*** Opening of Entries shown ***

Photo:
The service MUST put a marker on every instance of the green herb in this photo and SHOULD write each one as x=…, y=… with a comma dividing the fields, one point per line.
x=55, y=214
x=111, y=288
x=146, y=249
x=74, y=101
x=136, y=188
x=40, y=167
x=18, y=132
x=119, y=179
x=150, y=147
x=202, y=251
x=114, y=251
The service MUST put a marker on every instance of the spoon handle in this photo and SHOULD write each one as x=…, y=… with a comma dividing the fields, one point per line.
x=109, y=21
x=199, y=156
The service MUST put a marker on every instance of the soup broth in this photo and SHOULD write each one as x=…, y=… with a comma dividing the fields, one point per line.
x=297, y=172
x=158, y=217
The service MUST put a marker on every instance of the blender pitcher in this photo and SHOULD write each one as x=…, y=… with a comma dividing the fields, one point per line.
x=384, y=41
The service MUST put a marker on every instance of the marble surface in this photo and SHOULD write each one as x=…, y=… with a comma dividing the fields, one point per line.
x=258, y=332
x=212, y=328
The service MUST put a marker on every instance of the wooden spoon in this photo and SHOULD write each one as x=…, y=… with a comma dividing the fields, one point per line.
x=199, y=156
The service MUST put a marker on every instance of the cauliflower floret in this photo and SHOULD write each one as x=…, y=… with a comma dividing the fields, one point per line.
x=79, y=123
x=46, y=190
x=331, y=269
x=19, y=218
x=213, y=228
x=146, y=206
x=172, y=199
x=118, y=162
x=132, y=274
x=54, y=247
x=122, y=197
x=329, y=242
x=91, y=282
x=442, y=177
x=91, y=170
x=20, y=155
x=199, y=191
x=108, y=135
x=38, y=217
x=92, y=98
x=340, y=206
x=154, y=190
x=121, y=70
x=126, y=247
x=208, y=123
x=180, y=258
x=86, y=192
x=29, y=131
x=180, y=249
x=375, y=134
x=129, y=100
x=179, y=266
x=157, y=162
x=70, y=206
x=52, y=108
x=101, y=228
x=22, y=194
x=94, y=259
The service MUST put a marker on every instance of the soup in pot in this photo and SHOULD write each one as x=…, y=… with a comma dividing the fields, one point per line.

*** Close of Entries shown ***

◆ Instructions to follow ◆
Verbatim reproduction of the entries is required.

◆ Worked solution ◆
Photo:
The service MUST put a marker on every instance of the green herb in this photo and SHOULD write each one as x=…, y=… with a comma dividing the fields, one point per line.
x=55, y=214
x=111, y=288
x=146, y=249
x=74, y=101
x=136, y=188
x=40, y=167
x=18, y=132
x=119, y=179
x=150, y=147
x=202, y=251
x=114, y=251
The service MUST put a marker on every instance of the spoon handle in this photo and SHOULD write each one as x=…, y=… with a comma dividing the fields, one point per line.
x=109, y=21
x=199, y=156
The service MUST put a marker on every instance of the soup broth in this photo and SHOULD write each one as x=…, y=… with a comma dividing the fields, one point per line.
x=297, y=172
x=158, y=217
The service MUST put a marker on every instance of the blender pitcher in this photo and SHOULD write each one as x=…, y=… with a comma dividing the fields, one point per line.
x=384, y=41
The service MUST put a marker on every instance of the marble surface in this photo and SHOULD write each one as x=…, y=… with a comma dividing the fields, one point per line.
x=258, y=332
x=212, y=328
The service MUST put a marker on every instance of the wooden spoon in this photo and SHOULD write each one as x=…, y=… with a comma dividing the fields, one point per line.
x=199, y=156
The service MUST put a marker on every instance of the cauliflower floret in this photo and SHOULD write each one as x=…, y=… with a comma dividing the fields, one point per line.
x=79, y=123
x=46, y=190
x=331, y=269
x=19, y=218
x=213, y=228
x=146, y=206
x=172, y=199
x=118, y=162
x=132, y=274
x=54, y=247
x=122, y=197
x=329, y=242
x=91, y=282
x=442, y=177
x=91, y=170
x=20, y=155
x=199, y=191
x=108, y=135
x=38, y=217
x=92, y=98
x=340, y=206
x=154, y=190
x=121, y=70
x=126, y=247
x=208, y=123
x=180, y=258
x=86, y=192
x=29, y=131
x=180, y=249
x=375, y=134
x=129, y=100
x=179, y=266
x=157, y=162
x=70, y=206
x=52, y=108
x=101, y=228
x=22, y=194
x=94, y=259
The service MUST put a marker on every instance of the soup in pot in this photo and SHOULD write each one as x=…, y=… with a comma dividing the fields, one point per line.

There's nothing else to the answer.